> [WRITTEN INSTRUCTION]: Find "The component shall indicate each instance of the decorative" in the records that follow; print that line and each subsequent line through the last one, verbatim and with nothing added.

> [Entries taken from a collection]:
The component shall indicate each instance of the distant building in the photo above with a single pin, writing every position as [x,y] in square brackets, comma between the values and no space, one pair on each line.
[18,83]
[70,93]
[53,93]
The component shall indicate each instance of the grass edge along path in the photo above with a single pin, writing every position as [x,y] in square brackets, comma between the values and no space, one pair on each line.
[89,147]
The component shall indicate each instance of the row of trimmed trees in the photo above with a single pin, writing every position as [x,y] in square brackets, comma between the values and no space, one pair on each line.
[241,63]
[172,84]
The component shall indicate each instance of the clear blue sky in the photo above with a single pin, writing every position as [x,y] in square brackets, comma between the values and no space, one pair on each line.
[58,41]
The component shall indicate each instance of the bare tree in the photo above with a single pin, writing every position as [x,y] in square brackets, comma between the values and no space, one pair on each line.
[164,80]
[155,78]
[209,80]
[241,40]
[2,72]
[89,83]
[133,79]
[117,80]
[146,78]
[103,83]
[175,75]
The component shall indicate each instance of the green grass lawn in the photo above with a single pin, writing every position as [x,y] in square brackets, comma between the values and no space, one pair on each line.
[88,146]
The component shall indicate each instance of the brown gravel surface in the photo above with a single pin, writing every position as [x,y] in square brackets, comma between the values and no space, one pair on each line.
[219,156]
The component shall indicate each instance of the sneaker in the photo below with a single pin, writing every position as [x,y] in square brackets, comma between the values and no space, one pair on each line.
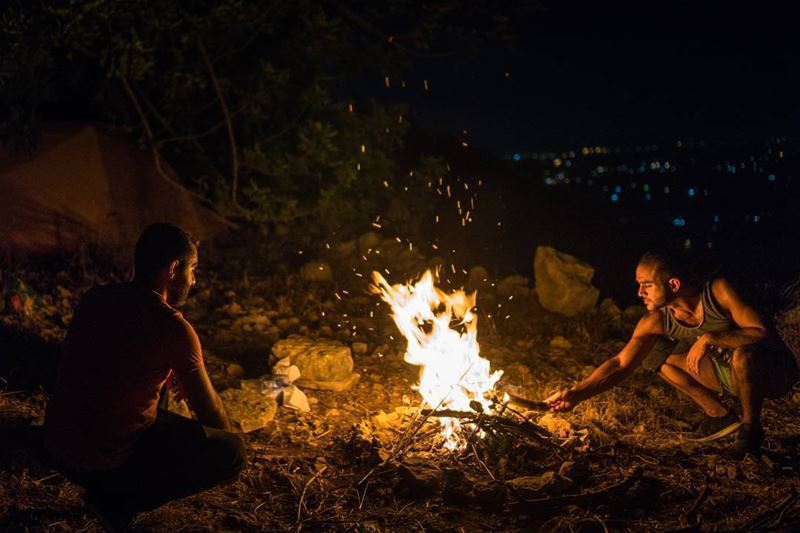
[748,440]
[715,427]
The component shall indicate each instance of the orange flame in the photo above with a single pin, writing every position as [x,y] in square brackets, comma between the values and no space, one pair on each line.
[453,373]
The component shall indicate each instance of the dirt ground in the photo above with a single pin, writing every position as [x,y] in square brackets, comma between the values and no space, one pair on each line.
[367,460]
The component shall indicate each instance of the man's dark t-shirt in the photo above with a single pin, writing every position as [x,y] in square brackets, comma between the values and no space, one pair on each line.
[121,345]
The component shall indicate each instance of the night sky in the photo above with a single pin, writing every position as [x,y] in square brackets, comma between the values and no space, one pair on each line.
[585,73]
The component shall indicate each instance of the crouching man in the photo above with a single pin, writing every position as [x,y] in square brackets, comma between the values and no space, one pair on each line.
[103,426]
[703,339]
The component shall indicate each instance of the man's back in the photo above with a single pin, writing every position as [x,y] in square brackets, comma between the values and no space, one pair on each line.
[121,345]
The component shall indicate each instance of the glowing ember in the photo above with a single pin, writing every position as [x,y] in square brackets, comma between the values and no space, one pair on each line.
[452,373]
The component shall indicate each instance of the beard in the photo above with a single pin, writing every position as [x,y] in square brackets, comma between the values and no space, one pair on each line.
[178,294]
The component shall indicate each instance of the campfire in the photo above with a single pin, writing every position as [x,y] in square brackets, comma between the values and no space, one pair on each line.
[441,330]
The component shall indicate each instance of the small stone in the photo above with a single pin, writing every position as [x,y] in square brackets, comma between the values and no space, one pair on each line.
[490,494]
[294,398]
[560,343]
[236,370]
[291,372]
[317,271]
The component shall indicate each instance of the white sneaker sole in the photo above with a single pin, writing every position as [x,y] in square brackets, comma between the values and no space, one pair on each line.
[724,432]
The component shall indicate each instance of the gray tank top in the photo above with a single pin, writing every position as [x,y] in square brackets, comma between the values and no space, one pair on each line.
[714,319]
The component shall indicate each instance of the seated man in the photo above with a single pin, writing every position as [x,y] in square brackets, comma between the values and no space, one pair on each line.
[703,340]
[103,425]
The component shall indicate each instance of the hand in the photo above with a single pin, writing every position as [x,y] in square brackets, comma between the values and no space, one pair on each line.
[563,400]
[696,353]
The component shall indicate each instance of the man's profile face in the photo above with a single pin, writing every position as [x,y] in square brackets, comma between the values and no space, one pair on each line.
[179,286]
[654,292]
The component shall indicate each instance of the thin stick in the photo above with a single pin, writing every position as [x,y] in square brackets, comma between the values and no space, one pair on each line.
[228,122]
[482,463]
[303,495]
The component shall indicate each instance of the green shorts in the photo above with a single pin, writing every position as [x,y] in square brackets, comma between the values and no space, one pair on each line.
[721,359]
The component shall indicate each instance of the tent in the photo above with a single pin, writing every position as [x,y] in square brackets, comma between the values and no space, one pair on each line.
[82,186]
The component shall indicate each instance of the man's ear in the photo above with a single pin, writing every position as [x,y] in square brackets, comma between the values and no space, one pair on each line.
[173,268]
[674,284]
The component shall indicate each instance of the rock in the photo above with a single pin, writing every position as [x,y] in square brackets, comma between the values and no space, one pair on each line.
[516,286]
[291,372]
[563,282]
[456,487]
[248,410]
[236,370]
[294,398]
[367,241]
[478,278]
[332,385]
[320,360]
[537,486]
[575,471]
[490,494]
[633,313]
[318,271]
[560,343]
[420,478]
[610,311]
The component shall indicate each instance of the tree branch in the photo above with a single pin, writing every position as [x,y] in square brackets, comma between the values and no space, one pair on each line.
[228,122]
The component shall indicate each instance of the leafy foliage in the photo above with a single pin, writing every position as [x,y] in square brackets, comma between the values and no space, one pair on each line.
[250,100]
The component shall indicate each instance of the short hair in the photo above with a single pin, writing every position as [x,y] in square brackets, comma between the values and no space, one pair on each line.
[159,245]
[670,264]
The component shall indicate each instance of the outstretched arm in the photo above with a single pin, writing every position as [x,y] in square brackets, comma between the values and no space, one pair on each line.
[615,370]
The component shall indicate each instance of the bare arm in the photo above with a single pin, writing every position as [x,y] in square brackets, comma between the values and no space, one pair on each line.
[615,370]
[204,400]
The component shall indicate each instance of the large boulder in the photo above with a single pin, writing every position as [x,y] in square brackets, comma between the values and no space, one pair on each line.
[563,282]
[320,361]
[247,409]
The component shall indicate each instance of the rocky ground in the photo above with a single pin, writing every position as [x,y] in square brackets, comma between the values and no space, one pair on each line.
[366,458]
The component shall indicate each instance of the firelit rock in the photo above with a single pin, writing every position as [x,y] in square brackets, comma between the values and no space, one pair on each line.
[563,282]
[318,360]
[318,271]
[248,410]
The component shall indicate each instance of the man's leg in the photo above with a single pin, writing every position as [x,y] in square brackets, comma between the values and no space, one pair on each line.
[175,457]
[701,390]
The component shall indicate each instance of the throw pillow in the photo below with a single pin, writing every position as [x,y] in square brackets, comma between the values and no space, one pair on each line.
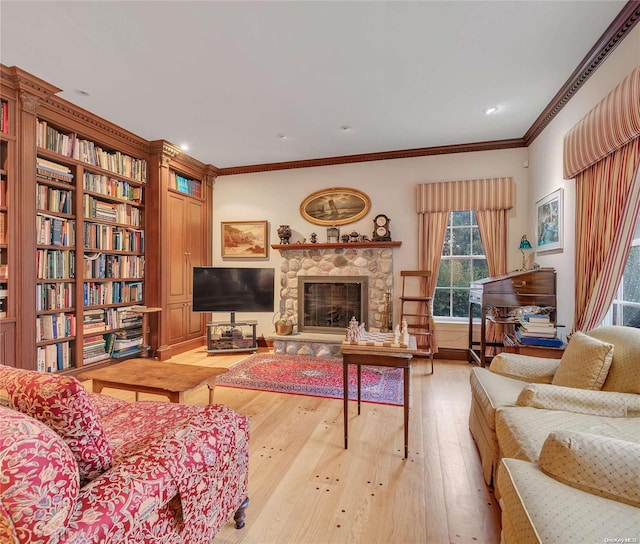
[62,403]
[585,363]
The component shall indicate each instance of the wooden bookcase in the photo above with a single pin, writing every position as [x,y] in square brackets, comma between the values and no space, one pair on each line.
[8,221]
[119,223]
[80,253]
[182,216]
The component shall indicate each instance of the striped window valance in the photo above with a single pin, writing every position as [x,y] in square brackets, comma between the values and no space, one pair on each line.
[470,194]
[611,124]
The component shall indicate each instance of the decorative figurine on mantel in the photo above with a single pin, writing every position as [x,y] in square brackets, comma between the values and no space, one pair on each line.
[284,233]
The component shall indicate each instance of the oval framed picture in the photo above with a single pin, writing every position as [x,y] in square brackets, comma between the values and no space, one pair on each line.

> [WRITTEN ANSWER]:
The component shall indicate each instance of the decorative figurine on mantel in the photo above with a single pin, writing every position as [x,y] in square brackets, comma between the values and no space, one pair on each line.
[284,233]
The component shall indicate each instance of the oval framed picture in the photo above with a single pin, writing every position as [x,y] in square brackets, comma between the values and no space, one pair on each line.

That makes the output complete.